■ Data supplied
[Start]

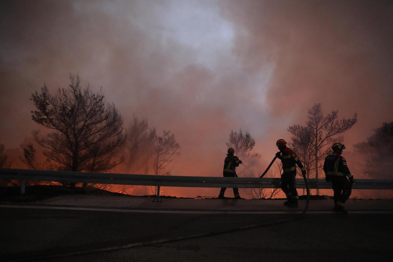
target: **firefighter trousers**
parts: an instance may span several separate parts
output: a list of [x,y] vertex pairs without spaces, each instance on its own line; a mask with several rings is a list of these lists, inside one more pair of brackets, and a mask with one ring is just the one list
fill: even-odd
[[343,175],[330,175],[332,181],[332,188],[334,192],[333,198],[334,204],[345,203],[351,196],[352,192],[352,186],[351,183],[347,179],[347,177]]
[[[224,177],[237,177],[237,175],[236,175],[236,173],[235,172],[232,173],[232,172],[226,172],[225,171],[224,172]],[[236,188],[234,188],[233,189],[233,195],[235,197],[237,197],[239,196],[239,189]],[[220,196],[223,197],[224,194],[225,192],[225,190],[226,190],[226,187],[223,187],[220,190]]]
[[296,170],[284,172],[281,175],[281,189],[287,197],[296,198],[298,191],[296,190]]

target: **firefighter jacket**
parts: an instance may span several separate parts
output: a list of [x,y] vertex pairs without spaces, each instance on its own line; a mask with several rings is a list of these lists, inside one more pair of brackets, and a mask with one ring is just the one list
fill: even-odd
[[241,161],[239,158],[233,155],[229,155],[225,158],[224,162],[224,172],[235,173],[235,169],[239,166]]
[[296,154],[288,148],[286,148],[281,152],[281,155],[277,157],[283,163],[283,170],[284,172],[296,171],[296,164],[302,172],[306,171],[301,161],[298,158]]
[[323,171],[327,175],[343,175],[351,177],[352,175],[347,166],[347,161],[338,153],[333,153],[326,157]]

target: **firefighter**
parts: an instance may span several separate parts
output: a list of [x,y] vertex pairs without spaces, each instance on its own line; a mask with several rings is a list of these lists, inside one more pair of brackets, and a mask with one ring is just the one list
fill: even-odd
[[298,207],[298,191],[296,189],[296,165],[301,170],[303,176],[306,175],[306,169],[295,152],[286,147],[286,142],[284,139],[279,139],[275,145],[280,150],[275,155],[283,163],[283,174],[281,175],[281,189],[285,193],[287,201],[284,203],[289,207]]
[[[235,169],[237,166],[239,166],[239,164],[242,163],[242,161],[239,159],[239,158],[235,155],[234,155],[235,150],[232,148],[230,148],[228,149],[228,152],[226,154],[226,157],[224,160],[224,177],[237,177],[236,175],[236,172]],[[226,188],[223,187],[220,191],[220,194],[219,195],[218,198],[224,198],[224,194],[225,192],[225,190]],[[233,189],[233,195],[235,195],[235,198],[237,199],[241,199],[240,195],[239,195],[239,190],[238,188],[235,188]]]
[[[332,182],[334,192],[334,207],[333,210],[342,214],[348,212],[344,208],[345,201],[349,198],[353,184],[353,176],[347,166],[347,161],[341,154],[345,146],[336,143],[332,146],[333,152],[326,157],[323,164],[326,182]],[[347,177],[349,179],[348,181]]]

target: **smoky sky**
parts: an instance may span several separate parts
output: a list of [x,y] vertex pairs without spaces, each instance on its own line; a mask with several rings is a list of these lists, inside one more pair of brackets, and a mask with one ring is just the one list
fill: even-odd
[[219,175],[231,129],[267,161],[322,103],[358,122],[346,144],[393,120],[388,1],[32,1],[0,4],[0,143],[39,127],[29,99],[78,74],[127,127],[133,115],[182,147],[173,174]]

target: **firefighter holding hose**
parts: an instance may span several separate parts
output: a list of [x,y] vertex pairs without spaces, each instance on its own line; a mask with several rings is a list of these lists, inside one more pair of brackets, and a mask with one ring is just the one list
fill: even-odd
[[[348,212],[344,208],[345,201],[351,196],[353,176],[347,166],[347,161],[341,154],[345,149],[345,146],[340,143],[335,143],[332,146],[333,152],[326,157],[323,164],[326,182],[332,182],[332,188],[334,192],[333,198],[334,207],[333,210],[342,214]],[[349,179],[348,181],[347,177]]]
[[[224,162],[224,170],[223,175],[225,177],[237,177],[235,169],[237,166],[239,166],[239,164],[242,163],[241,160],[239,159],[239,158],[234,155],[235,149],[232,148],[230,148],[228,149],[228,153],[226,154],[226,157],[225,158]],[[226,188],[223,187],[220,191],[220,194],[219,195],[218,198],[224,198],[224,194],[225,192],[225,190]],[[239,195],[239,188],[233,188],[233,195],[235,198],[237,199],[241,199],[240,195]]]
[[275,155],[283,163],[283,174],[281,175],[281,189],[285,193],[287,201],[284,203],[289,207],[298,207],[298,191],[296,189],[296,164],[301,170],[303,177],[306,175],[306,169],[295,152],[286,147],[286,142],[284,139],[279,139],[275,145],[279,152]]

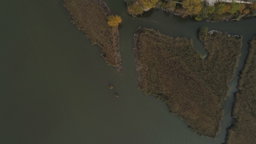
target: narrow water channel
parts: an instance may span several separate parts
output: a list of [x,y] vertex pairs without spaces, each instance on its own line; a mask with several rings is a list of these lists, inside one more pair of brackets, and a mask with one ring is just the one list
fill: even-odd
[[[0,141],[3,144],[221,144],[232,122],[233,93],[256,34],[256,18],[197,22],[161,10],[132,18],[122,0],[105,0],[121,16],[122,74],[107,65],[99,48],[70,22],[62,0],[0,2]],[[216,140],[187,128],[165,104],[137,88],[131,48],[135,29],[153,28],[174,37],[198,39],[202,26],[242,35],[241,56],[224,101]],[[109,85],[114,88],[110,90]],[[117,98],[114,96],[117,92]]]

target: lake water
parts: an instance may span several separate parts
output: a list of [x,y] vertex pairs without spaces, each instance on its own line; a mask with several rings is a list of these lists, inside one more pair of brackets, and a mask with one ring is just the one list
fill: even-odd
[[[232,122],[233,93],[256,34],[256,18],[238,22],[197,22],[162,10],[127,15],[122,0],[105,0],[121,16],[120,74],[107,65],[99,48],[70,22],[62,0],[0,1],[0,143],[221,144]],[[131,48],[139,26],[171,36],[197,39],[202,26],[243,35],[242,56],[223,105],[224,118],[216,140],[187,128],[165,104],[137,88]],[[114,89],[108,88],[113,85]],[[114,96],[117,92],[119,97]]]

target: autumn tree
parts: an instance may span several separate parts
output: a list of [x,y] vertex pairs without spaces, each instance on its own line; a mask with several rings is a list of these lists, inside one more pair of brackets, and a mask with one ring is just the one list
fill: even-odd
[[118,15],[115,15],[115,16],[109,16],[108,17],[108,24],[112,27],[118,26],[119,23],[122,22],[121,17]]
[[220,3],[217,5],[216,13],[219,15],[222,15],[224,13],[226,7],[225,3]]
[[143,8],[141,6],[137,5],[136,3],[132,3],[131,7],[130,7],[130,10],[133,15],[138,15],[143,13]]
[[203,3],[200,0],[183,0],[182,7],[186,10],[186,12],[190,15],[198,14],[202,10]]
[[243,3],[242,3],[241,4],[241,7],[239,8],[239,10],[238,10],[238,11],[239,11],[239,12],[240,12],[240,13],[243,13],[243,10],[245,8],[245,4],[244,4]]
[[250,7],[252,10],[256,10],[256,2],[253,2],[250,5]]
[[248,14],[248,13],[249,13],[250,12],[250,10],[248,9],[246,9],[245,10],[243,10],[243,13],[246,14]]
[[174,11],[176,6],[176,2],[173,0],[169,0],[165,3],[165,8],[171,11]]
[[228,4],[226,5],[226,10],[224,11],[224,13],[227,13],[230,9],[230,6]]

[End]

■ Instructions for the task
Which lines in the entries above contain the word "water"? Collect each of them, one per line.

■ Complete answer
target: narrow water channel
target: lake water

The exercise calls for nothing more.